### To do
Pictures appear in the records below; write out everything else exactly.

** BEGIN Available data **

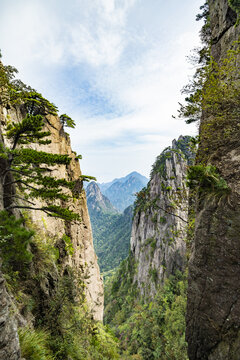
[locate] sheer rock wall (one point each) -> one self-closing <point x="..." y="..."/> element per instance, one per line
<point x="213" y="310"/>
<point x="159" y="227"/>
<point x="84" y="259"/>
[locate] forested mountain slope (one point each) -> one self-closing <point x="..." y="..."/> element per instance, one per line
<point x="213" y="318"/>
<point x="121" y="192"/>
<point x="146" y="299"/>
<point x="111" y="230"/>
<point x="51" y="289"/>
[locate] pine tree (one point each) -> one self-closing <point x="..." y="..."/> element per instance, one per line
<point x="26" y="173"/>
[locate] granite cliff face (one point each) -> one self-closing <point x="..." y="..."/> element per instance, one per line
<point x="213" y="311"/>
<point x="83" y="260"/>
<point x="159" y="226"/>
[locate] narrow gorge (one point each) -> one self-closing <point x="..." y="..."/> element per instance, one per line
<point x="135" y="268"/>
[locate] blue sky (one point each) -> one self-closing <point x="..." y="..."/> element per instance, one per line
<point x="115" y="66"/>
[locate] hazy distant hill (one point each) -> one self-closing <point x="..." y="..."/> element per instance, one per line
<point x="121" y="191"/>
<point x="97" y="202"/>
<point x="111" y="230"/>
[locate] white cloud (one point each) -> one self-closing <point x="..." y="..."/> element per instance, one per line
<point x="130" y="53"/>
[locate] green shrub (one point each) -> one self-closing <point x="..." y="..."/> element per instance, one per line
<point x="34" y="344"/>
<point x="14" y="243"/>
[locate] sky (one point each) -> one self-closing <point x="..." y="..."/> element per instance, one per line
<point x="116" y="67"/>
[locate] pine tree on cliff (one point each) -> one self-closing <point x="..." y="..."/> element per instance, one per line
<point x="27" y="173"/>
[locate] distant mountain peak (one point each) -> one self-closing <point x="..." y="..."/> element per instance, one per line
<point x="97" y="201"/>
<point x="121" y="191"/>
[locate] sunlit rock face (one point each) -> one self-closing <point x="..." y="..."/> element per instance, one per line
<point x="213" y="310"/>
<point x="84" y="259"/>
<point x="159" y="226"/>
<point x="9" y="343"/>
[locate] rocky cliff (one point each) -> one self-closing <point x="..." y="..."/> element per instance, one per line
<point x="213" y="317"/>
<point x="81" y="260"/>
<point x="159" y="227"/>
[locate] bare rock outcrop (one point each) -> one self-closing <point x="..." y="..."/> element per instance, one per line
<point x="213" y="310"/>
<point x="83" y="260"/>
<point x="159" y="226"/>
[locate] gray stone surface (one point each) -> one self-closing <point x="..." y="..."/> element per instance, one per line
<point x="213" y="310"/>
<point x="159" y="231"/>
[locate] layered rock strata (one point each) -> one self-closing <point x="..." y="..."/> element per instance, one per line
<point x="159" y="226"/>
<point x="213" y="310"/>
<point x="84" y="260"/>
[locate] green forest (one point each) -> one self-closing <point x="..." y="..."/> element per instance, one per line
<point x="52" y="284"/>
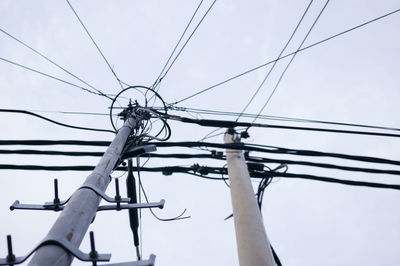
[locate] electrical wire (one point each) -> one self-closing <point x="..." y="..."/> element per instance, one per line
<point x="184" y="45"/>
<point x="158" y="80"/>
<point x="287" y="55"/>
<point x="207" y="156"/>
<point x="213" y="170"/>
<point x="50" y="76"/>
<point x="232" y="124"/>
<point x="95" y="44"/>
<point x="97" y="91"/>
<point x="274" y="64"/>
<point x="191" y="144"/>
<point x="178" y="217"/>
<point x="278" y="118"/>
<point x="291" y="60"/>
<point x="53" y="121"/>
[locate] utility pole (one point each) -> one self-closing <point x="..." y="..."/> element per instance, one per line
<point x="81" y="209"/>
<point x="252" y="242"/>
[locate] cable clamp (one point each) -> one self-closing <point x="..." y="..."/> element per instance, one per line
<point x="92" y="256"/>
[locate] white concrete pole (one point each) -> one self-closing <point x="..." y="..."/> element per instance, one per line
<point x="252" y="242"/>
<point x="79" y="212"/>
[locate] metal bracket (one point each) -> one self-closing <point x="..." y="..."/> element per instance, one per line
<point x="150" y="262"/>
<point x="93" y="256"/>
<point x="58" y="205"/>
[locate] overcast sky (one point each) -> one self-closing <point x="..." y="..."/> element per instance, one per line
<point x="353" y="79"/>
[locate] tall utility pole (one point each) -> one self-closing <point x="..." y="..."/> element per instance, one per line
<point x="252" y="242"/>
<point x="77" y="215"/>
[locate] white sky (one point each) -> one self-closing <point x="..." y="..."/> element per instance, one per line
<point x="353" y="78"/>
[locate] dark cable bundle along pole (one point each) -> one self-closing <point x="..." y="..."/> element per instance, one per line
<point x="77" y="215"/>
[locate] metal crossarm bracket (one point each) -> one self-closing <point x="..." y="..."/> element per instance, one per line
<point x="116" y="199"/>
<point x="93" y="256"/>
<point x="159" y="204"/>
<point x="150" y="262"/>
<point x="17" y="206"/>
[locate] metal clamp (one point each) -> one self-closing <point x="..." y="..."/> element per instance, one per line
<point x="150" y="262"/>
<point x="93" y="256"/>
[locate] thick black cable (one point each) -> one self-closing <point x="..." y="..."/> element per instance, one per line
<point x="208" y="156"/>
<point x="53" y="121"/>
<point x="287" y="55"/>
<point x="55" y="142"/>
<point x="281" y="118"/>
<point x="177" y="44"/>
<point x="97" y="91"/>
<point x="95" y="44"/>
<point x="184" y="45"/>
<point x="190" y="144"/>
<point x="48" y="75"/>
<point x="189" y="170"/>
<point x="232" y="124"/>
<point x="291" y="60"/>
<point x="274" y="64"/>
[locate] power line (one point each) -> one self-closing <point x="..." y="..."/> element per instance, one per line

** END Available data **

### Full output
[locate] sheer rock wall (one point each) -> one self-closing <point x="..." y="..."/> element per instance, one per line
<point x="213" y="310"/>
<point x="159" y="227"/>
<point x="84" y="259"/>
[locate] forested mountain slope (one point each) -> one self-closing <point x="..." y="..."/> element per instance, one per line
<point x="213" y="318"/>
<point x="121" y="192"/>
<point x="146" y="299"/>
<point x="111" y="230"/>
<point x="51" y="289"/>
[locate] pine tree (one point each) -> one self-closing <point x="..." y="..."/> element per instance, one per line
<point x="26" y="173"/>
[locate] granite cliff face (one point each) -> one self-closing <point x="..." y="..."/> element per instance, one per line
<point x="213" y="311"/>
<point x="83" y="260"/>
<point x="159" y="226"/>
[locate] narrow gorge (one point each) -> one self-closing <point x="..." y="..."/> element per instance, one per line
<point x="135" y="268"/>
[locate] blue sky (one point each) -> one self-closing <point x="..." y="..."/> element per instance, one per line
<point x="115" y="66"/>
[locate] hazy distant hill (one point each) -> one self-closing <point x="..." y="..."/> element per instance, one per line
<point x="121" y="191"/>
<point x="97" y="202"/>
<point x="111" y="230"/>
[locate] white cloud (one point each) -> one self-closing <point x="..." y="..."/> element per instance, one per line
<point x="130" y="53"/>
[locate] green shrub (one point each) -> one self-closing <point x="..." y="..."/> element per instance, one per line
<point x="34" y="344"/>
<point x="14" y="243"/>
[locate] sky (one point each) -> one self-closing <point x="..." y="..."/> element per instance, one per line
<point x="116" y="67"/>
[locate] pine tree on cliff (one point each) -> one self-closing <point x="..." y="..."/> element per instance, one per line
<point x="27" y="173"/>
[locate] distant mountain peak (one point each) -> one self-closing <point x="..." y="..."/> element per instance, one per line
<point x="97" y="201"/>
<point x="121" y="191"/>
[locate] sunlit rock face (one point each) -> one self-closing <point x="..." y="..."/> element per instance, one per line
<point x="213" y="310"/>
<point x="84" y="259"/>
<point x="159" y="226"/>
<point x="9" y="343"/>
[locate] rocky cliff (one point each) -> one self-closing <point x="..." y="..."/> element per instance, one per line
<point x="213" y="317"/>
<point x="81" y="260"/>
<point x="159" y="227"/>
[locate] bare rock outcrop (one point each) -> one self-closing <point x="..." y="..."/> element per instance, one per line
<point x="213" y="310"/>
<point x="83" y="260"/>
<point x="159" y="226"/>
[locate] gray stone surface (one point each) -> one self-closing <point x="..." y="..."/> element per instance, one per line
<point x="213" y="310"/>
<point x="159" y="231"/>
[locate] layered rock strata (one point each) -> one self-closing <point x="..." y="..."/> element per instance, one per line
<point x="159" y="226"/>
<point x="213" y="310"/>
<point x="84" y="260"/>
[locate] green forest (one point each) -> one self-closing <point x="..." y="..."/> element per instance, one per line
<point x="52" y="284"/>
[locate] electrical wire (one point each) -> one self-closing <point x="..." y="..."/> element per instance, one per line
<point x="184" y="45"/>
<point x="158" y="80"/>
<point x="287" y="55"/>
<point x="207" y="156"/>
<point x="213" y="170"/>
<point x="50" y="76"/>
<point x="232" y="124"/>
<point x="95" y="44"/>
<point x="97" y="91"/>
<point x="274" y="64"/>
<point x="191" y="144"/>
<point x="178" y="217"/>
<point x="278" y="118"/>
<point x="291" y="60"/>
<point x="53" y="121"/>
[locate] utility pole (one point each) -> one self-closing <point x="..." y="..."/> element per instance, one per line
<point x="81" y="209"/>
<point x="252" y="242"/>
[locate] cable clamp (one point each) -> one self-closing <point x="..." y="..."/> element per instance, one per line
<point x="92" y="256"/>
[locate] white concrete pole (one point each) -> one self-closing <point x="..." y="..."/> element per instance, one per line
<point x="252" y="242"/>
<point x="79" y="212"/>
[locate] metal bracket (one point each) -> one self-closing <point x="..." y="..."/> element per instance, one per line
<point x="150" y="262"/>
<point x="93" y="256"/>
<point x="58" y="205"/>
[locate] overcast sky (one point each) -> one self-closing <point x="..." y="..."/> element per instance, one per line
<point x="353" y="79"/>
[locate] tall utility pole (one point each) -> one self-closing <point x="..." y="..."/> element per instance, one per line
<point x="252" y="242"/>
<point x="77" y="215"/>
[locate] white sky (one point each) -> one self-closing <point x="..." y="..."/> element per instance, one per line
<point x="353" y="78"/>
[locate] dark cable bundle along pole (one point each) -> one self-closing <point x="..." y="..."/> element per instance, one per line
<point x="77" y="215"/>
[locate] metal crossarm bracket (one point each) -> one self-closing <point x="..." y="..."/> element per instance, one per line
<point x="116" y="199"/>
<point x="93" y="256"/>
<point x="159" y="204"/>
<point x="150" y="262"/>
<point x="17" y="206"/>
[locate] metal clamp (one point each) -> one self-closing <point x="..." y="..."/> element per instance, one per line
<point x="150" y="262"/>
<point x="93" y="256"/>
[locate] thick black cable (one point each) -> one self-closing <point x="..." y="..."/> element per instance, one per line
<point x="208" y="156"/>
<point x="53" y="121"/>
<point x="287" y="55"/>
<point x="55" y="142"/>
<point x="281" y="118"/>
<point x="177" y="44"/>
<point x="97" y="91"/>
<point x="95" y="44"/>
<point x="184" y="45"/>
<point x="190" y="144"/>
<point x="48" y="75"/>
<point x="189" y="170"/>
<point x="232" y="124"/>
<point x="291" y="60"/>
<point x="274" y="64"/>
[locate] power line (one point each) -> one self-closing <point x="..." y="..."/> element per instance, one per line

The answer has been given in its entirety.